Given passage:
--
The news is positive for utility scale solar developers who can now avoid solar tariffs imposed on imports through 2021, procure majority of their solar panels in later years, and still qualify for the higher tax credits," Credit Suisse says.

 

The Internal Revenue Service released a new guidance Friday that establishes when the construction of a solar facility starts to qualify for the solar Investment Tax Credit (ITC). The guidance, Notice 2018-59, provides two methods for determining the “commence construction” date: 1) starting physical work of a significant nature or 2) meeting the “five percent safe harbor test” by incurring 5 percent or more of the total cost of the facility in the year that construction begins.

Both residential and commercial solar projects may qualify for the full 30 percent ITC through 2019, as long as the project is placed into service before 2024. The ITC steps down to 26 percent in 2020, then 22 percent in 2021. In 2022, the residential credit (Section 25D) will drop to zero, while the commercial and utility credit will drop to a permanent 10 percent.

The new IRS guidance on the ITC closely follows to separate guidance published for the wind industry’s production tax credit (PTC). According to the research firm Washington Analysis, the IRS guidance includes “few surprises or anything that would suggest an effort to limit the credit’s benefit for the industry.”
--
Records provided:
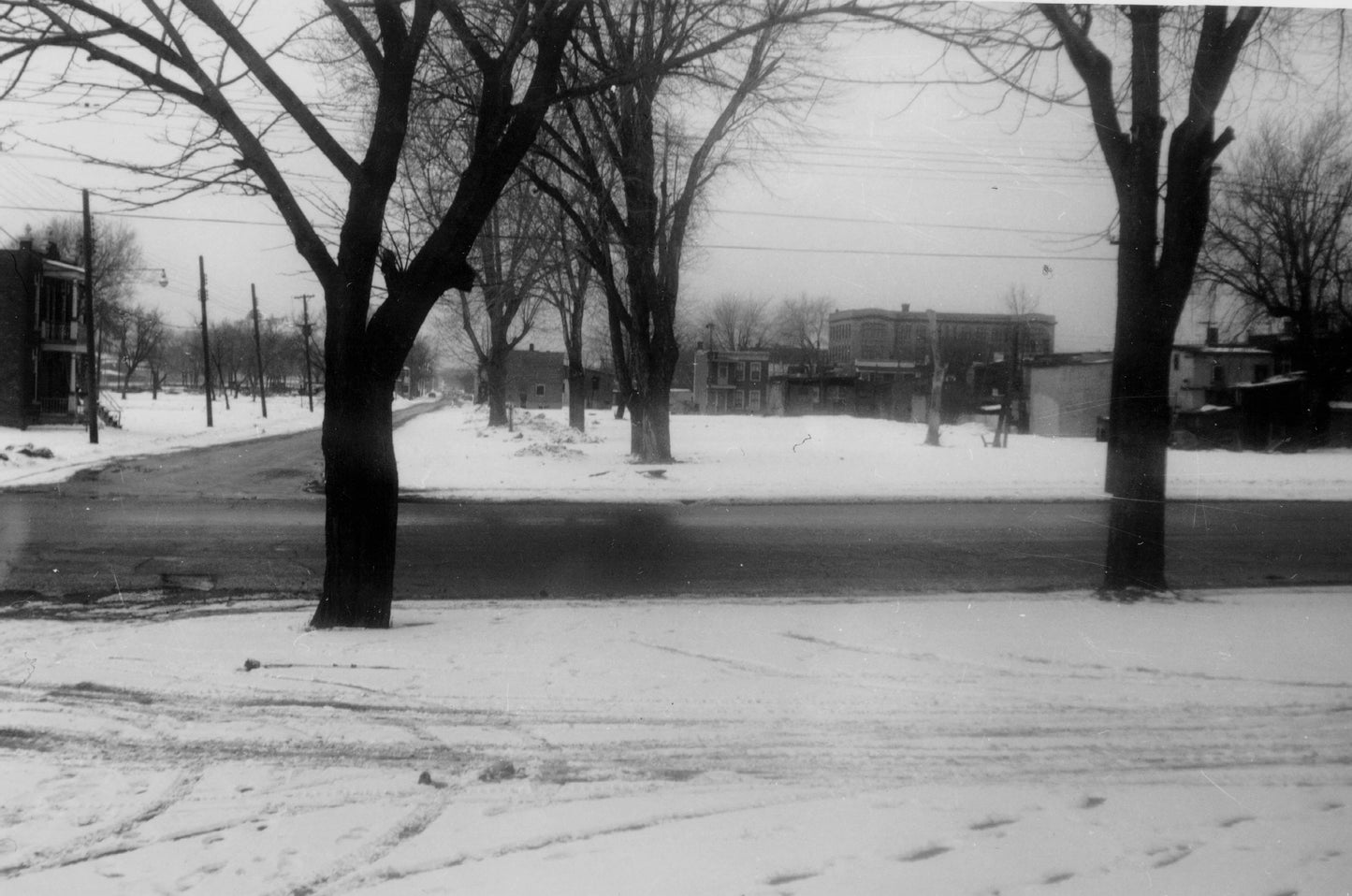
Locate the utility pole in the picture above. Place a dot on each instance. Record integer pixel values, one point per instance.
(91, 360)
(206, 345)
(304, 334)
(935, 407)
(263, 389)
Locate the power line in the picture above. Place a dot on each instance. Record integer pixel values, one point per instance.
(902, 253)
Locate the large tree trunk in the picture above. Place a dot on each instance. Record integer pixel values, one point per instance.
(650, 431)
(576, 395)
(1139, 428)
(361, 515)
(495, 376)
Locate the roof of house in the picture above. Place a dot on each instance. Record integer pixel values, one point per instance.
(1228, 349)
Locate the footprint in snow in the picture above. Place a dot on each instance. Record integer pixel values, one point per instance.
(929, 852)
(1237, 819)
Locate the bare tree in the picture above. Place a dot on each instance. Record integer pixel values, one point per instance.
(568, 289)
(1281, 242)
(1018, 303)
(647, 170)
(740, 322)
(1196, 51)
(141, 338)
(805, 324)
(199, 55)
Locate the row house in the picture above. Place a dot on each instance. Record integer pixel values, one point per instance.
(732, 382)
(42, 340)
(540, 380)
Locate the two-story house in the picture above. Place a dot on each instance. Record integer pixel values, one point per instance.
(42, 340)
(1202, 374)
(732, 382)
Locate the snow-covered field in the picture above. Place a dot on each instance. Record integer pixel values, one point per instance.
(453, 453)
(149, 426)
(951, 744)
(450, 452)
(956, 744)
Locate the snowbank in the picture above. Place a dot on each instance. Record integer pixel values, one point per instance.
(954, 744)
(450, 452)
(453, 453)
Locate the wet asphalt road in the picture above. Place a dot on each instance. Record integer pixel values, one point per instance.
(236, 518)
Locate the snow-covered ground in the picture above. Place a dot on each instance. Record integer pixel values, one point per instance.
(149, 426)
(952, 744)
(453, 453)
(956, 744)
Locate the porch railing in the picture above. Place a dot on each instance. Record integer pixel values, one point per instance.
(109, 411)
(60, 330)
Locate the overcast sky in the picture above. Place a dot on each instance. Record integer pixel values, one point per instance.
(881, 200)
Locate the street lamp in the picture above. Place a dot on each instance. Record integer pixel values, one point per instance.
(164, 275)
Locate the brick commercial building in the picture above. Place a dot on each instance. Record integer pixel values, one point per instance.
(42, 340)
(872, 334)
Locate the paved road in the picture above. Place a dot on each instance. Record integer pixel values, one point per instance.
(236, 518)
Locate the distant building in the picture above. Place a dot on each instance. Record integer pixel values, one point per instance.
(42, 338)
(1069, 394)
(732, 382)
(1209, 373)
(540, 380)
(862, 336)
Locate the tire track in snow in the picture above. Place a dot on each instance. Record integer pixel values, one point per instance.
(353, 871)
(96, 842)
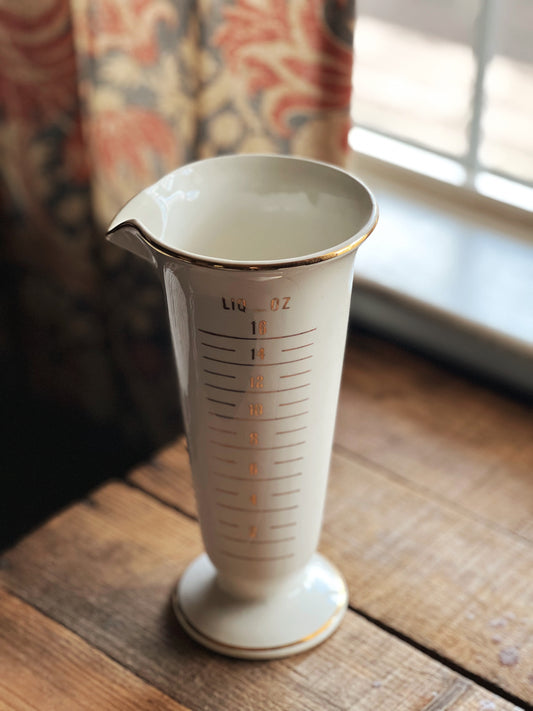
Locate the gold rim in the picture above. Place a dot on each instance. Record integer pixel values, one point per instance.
--
Stated goal:
State whether each statement agrees with the passage on the IRS solar tax credit guidance, answering yes or no and quoting the deciding words: (a) Incurring at least 5 percent of a facility's total cost in the year construction begins is one method of establishing the commence-construction date; (b) the ITC drops to 22 percent in 2020; (c) in 2022 the residential credit drops to a permanent 10 percent. The listing plays no part in this exercise.

Result below:
(a) Yes: "incurring 5 percent or more of the total cost of the facility in the year that construction begins"
(b) No: "The ITC steps down to 26 percent in 2020"
(c) No: "In 2022, the residential credit (Section 25D) will drop to zero"